WHAT YOU NEED TO DO: Emit the line that holds "[locate] the pale" and all lines following it through the end of the data, verbatim, and nothing else.

Pointing dataset excerpts
[START]

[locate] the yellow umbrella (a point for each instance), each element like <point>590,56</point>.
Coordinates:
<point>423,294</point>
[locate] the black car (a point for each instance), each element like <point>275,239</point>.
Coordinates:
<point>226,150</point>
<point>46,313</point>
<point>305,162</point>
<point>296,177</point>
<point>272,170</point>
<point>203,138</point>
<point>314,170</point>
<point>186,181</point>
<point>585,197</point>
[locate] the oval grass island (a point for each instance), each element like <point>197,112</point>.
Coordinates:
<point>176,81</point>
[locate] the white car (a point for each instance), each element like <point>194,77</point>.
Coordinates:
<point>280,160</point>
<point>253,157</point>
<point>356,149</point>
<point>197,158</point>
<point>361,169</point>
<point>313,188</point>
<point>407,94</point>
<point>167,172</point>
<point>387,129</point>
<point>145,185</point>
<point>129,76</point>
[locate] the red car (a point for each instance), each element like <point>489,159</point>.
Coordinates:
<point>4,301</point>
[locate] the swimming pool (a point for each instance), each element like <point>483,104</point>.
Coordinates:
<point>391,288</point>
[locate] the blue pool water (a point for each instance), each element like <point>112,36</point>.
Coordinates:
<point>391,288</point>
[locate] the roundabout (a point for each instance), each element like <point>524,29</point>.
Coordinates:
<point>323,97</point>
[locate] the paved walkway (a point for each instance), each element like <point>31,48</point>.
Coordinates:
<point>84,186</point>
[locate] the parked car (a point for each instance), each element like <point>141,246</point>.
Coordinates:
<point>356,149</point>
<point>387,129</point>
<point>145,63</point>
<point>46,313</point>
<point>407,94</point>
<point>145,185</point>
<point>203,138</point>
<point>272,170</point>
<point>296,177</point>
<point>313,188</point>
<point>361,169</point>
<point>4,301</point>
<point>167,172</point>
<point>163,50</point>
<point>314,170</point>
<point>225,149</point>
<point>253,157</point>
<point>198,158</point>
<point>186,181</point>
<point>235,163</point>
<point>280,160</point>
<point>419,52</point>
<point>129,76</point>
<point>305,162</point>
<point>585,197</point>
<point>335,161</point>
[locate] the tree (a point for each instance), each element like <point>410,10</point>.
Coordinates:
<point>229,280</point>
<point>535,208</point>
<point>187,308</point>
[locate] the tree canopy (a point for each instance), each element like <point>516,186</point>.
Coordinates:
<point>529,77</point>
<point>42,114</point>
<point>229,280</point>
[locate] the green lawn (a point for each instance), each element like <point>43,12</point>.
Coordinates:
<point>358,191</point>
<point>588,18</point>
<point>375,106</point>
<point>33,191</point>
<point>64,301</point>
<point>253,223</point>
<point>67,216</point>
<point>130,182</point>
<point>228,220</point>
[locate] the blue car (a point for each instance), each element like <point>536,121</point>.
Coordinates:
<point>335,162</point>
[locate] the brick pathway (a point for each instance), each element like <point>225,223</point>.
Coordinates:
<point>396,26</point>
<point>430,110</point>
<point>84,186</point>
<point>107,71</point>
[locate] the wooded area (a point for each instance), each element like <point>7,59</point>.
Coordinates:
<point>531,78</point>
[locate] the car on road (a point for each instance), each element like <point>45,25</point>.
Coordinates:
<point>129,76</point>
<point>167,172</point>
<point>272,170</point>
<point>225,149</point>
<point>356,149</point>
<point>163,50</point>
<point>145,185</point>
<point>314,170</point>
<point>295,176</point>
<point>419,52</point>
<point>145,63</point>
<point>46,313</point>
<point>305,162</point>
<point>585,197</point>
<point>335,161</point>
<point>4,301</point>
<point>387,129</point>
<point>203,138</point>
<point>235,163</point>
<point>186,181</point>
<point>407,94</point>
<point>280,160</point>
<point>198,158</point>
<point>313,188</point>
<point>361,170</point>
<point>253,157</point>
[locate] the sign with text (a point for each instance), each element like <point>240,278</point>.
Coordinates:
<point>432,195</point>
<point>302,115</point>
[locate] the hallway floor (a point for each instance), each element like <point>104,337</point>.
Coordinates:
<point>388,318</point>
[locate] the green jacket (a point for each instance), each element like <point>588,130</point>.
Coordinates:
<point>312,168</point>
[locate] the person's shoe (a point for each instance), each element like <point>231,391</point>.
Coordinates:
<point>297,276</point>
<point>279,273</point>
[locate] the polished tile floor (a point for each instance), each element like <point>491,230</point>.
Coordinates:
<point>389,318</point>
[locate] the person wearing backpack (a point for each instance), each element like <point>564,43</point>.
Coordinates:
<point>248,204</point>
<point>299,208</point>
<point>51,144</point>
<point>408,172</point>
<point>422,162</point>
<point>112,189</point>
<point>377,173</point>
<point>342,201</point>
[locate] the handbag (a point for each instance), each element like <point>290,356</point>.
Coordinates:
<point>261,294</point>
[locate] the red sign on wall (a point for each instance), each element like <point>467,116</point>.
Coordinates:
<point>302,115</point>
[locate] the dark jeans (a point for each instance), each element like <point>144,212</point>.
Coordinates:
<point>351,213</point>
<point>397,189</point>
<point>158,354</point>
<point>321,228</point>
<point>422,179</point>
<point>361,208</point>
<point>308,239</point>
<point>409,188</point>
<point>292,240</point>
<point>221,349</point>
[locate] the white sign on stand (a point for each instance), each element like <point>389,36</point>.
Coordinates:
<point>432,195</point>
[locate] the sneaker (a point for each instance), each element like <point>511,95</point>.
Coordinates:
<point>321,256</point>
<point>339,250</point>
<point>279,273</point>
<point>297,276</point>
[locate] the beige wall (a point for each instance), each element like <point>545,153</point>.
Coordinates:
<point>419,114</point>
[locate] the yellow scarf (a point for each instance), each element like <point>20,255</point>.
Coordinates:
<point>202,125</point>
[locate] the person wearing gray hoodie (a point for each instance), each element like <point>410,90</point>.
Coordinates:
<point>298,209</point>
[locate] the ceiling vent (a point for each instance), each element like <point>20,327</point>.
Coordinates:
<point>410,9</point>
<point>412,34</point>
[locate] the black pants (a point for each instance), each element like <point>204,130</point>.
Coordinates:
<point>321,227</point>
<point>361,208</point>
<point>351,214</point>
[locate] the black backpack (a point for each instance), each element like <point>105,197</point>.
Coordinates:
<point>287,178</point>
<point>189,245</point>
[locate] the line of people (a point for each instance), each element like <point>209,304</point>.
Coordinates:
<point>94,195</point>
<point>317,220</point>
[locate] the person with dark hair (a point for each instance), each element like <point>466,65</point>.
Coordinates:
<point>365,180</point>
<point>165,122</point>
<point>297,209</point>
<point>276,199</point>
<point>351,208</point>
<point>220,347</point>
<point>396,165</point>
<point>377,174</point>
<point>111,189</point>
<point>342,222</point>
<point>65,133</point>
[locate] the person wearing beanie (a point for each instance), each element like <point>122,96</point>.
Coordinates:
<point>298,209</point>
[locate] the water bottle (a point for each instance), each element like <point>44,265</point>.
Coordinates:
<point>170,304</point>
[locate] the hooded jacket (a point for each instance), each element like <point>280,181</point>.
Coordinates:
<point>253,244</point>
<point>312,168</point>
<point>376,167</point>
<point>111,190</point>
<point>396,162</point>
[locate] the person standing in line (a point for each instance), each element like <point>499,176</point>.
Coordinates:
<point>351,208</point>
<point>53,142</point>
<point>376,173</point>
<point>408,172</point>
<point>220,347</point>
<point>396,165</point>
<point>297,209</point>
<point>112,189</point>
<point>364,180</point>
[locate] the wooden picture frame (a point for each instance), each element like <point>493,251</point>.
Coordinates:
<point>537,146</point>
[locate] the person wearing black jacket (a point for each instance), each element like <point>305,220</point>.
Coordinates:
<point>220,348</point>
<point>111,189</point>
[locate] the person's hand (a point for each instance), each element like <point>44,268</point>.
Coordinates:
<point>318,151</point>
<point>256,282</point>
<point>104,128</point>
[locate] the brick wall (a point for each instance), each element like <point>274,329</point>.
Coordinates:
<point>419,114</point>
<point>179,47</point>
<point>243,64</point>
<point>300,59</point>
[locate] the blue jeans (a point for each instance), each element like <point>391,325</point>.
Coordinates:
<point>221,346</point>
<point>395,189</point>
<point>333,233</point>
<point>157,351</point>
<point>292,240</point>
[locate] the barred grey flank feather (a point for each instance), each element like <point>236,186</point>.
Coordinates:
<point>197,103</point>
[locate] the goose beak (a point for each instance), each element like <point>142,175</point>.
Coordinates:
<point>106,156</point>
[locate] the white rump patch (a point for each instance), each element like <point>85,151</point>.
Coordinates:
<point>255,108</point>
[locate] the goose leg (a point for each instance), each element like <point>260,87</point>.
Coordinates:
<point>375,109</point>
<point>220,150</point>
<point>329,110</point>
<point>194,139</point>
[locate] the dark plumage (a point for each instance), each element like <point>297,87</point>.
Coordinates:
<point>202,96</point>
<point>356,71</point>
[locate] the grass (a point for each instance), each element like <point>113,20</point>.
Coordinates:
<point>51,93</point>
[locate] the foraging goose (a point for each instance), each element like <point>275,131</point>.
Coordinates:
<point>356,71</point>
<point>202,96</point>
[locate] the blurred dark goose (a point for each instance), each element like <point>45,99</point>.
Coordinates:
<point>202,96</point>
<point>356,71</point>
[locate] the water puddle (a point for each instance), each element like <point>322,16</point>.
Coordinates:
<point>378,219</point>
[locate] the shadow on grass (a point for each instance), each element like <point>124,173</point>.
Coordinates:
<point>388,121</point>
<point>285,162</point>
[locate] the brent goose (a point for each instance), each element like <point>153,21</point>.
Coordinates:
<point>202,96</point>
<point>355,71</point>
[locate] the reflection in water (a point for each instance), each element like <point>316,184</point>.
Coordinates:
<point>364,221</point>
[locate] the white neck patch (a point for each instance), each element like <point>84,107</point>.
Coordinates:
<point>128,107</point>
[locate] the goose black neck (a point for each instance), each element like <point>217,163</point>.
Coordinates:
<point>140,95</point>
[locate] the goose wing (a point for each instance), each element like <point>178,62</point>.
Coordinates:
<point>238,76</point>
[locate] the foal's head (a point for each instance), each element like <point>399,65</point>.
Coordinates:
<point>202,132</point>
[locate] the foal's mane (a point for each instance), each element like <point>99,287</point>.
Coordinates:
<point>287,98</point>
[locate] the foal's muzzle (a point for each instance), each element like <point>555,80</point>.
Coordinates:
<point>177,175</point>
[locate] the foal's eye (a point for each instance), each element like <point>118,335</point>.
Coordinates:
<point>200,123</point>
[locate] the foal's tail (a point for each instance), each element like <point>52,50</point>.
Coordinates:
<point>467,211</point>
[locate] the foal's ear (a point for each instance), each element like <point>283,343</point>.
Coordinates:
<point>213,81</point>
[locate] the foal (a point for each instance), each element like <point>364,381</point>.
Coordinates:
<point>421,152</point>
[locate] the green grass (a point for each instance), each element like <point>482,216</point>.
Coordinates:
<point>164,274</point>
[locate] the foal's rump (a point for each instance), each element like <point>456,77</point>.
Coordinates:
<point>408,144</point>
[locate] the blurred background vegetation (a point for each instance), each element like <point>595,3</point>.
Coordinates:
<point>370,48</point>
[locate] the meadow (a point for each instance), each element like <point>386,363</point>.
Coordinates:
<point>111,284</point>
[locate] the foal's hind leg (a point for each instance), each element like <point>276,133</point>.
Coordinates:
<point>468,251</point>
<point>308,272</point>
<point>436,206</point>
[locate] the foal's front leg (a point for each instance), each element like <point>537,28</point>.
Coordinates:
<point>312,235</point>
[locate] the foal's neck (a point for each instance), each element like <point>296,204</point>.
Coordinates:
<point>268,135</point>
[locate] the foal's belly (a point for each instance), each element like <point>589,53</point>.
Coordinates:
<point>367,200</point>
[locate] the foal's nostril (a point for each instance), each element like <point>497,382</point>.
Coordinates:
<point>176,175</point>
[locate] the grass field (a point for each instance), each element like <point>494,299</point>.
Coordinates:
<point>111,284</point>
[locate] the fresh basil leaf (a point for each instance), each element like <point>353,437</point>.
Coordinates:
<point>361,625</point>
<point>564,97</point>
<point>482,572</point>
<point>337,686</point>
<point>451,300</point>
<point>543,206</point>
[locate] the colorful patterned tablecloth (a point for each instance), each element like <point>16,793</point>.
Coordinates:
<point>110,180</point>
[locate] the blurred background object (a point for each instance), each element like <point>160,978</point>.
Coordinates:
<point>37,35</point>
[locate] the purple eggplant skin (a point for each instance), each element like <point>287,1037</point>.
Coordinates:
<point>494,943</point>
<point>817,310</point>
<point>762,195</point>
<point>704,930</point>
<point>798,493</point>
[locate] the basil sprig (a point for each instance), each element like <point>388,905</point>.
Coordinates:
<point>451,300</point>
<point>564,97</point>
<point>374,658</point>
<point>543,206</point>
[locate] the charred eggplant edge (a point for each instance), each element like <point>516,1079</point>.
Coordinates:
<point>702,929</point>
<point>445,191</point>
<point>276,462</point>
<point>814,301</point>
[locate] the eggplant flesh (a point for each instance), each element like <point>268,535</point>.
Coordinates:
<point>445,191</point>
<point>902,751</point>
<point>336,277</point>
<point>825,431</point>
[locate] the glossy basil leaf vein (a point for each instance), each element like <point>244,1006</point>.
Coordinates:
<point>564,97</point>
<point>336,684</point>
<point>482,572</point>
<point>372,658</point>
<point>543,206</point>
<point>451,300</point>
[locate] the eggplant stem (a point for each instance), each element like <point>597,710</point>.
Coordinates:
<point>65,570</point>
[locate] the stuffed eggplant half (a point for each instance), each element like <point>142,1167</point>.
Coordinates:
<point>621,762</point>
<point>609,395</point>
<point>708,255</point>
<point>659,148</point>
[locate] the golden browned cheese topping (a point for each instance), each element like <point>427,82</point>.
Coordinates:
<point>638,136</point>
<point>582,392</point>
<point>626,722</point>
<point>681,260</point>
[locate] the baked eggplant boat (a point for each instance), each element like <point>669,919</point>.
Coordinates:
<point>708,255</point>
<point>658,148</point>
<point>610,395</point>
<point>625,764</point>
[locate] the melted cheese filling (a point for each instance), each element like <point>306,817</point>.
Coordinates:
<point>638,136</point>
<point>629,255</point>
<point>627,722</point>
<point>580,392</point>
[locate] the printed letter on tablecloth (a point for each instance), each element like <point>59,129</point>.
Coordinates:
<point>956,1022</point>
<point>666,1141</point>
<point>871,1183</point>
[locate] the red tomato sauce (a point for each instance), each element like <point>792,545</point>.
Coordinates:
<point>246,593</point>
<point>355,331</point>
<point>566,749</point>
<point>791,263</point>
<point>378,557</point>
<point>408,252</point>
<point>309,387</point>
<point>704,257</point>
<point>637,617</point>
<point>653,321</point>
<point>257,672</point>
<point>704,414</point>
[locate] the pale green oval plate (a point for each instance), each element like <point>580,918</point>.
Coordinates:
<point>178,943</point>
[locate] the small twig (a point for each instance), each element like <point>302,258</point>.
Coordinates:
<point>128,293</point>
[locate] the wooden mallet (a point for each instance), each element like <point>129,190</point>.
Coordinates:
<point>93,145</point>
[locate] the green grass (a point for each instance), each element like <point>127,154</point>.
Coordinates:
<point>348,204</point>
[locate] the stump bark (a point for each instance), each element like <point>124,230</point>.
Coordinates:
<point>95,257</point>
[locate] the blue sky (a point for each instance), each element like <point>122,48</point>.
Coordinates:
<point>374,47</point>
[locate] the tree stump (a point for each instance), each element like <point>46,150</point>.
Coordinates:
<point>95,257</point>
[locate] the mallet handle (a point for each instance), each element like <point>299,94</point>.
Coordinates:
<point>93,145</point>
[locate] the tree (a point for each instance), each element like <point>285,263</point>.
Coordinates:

[END]

ANSWER TO THIS PROBLEM:
[locate] the pale green oval plate (a point for each instance), each element like <point>580,918</point>.
Coordinates:
<point>178,943</point>
[locate] the small twig (a point for each instance), each element like <point>302,258</point>.
Coordinates:
<point>128,293</point>
[locate] the wooden mallet (a point for each instance), each element like <point>129,190</point>.
Coordinates:
<point>93,145</point>
[locate] the green grass (a point for each instance), each element like <point>127,154</point>.
Coordinates:
<point>348,204</point>
[locate] the stump bark (a point for each instance), each element like <point>124,230</point>.
Coordinates:
<point>95,257</point>
[locate] the blue sky (a point for each instance), each element like <point>122,48</point>.
Coordinates:
<point>374,47</point>
[locate] the tree stump (a point for each instance), each element like <point>46,150</point>.
Coordinates:
<point>95,257</point>
[locate] the mallet handle (a point for each instance), each element like <point>299,94</point>.
Coordinates:
<point>93,145</point>
[locate] the tree (a point for each instance), each element like <point>285,263</point>.
Coordinates:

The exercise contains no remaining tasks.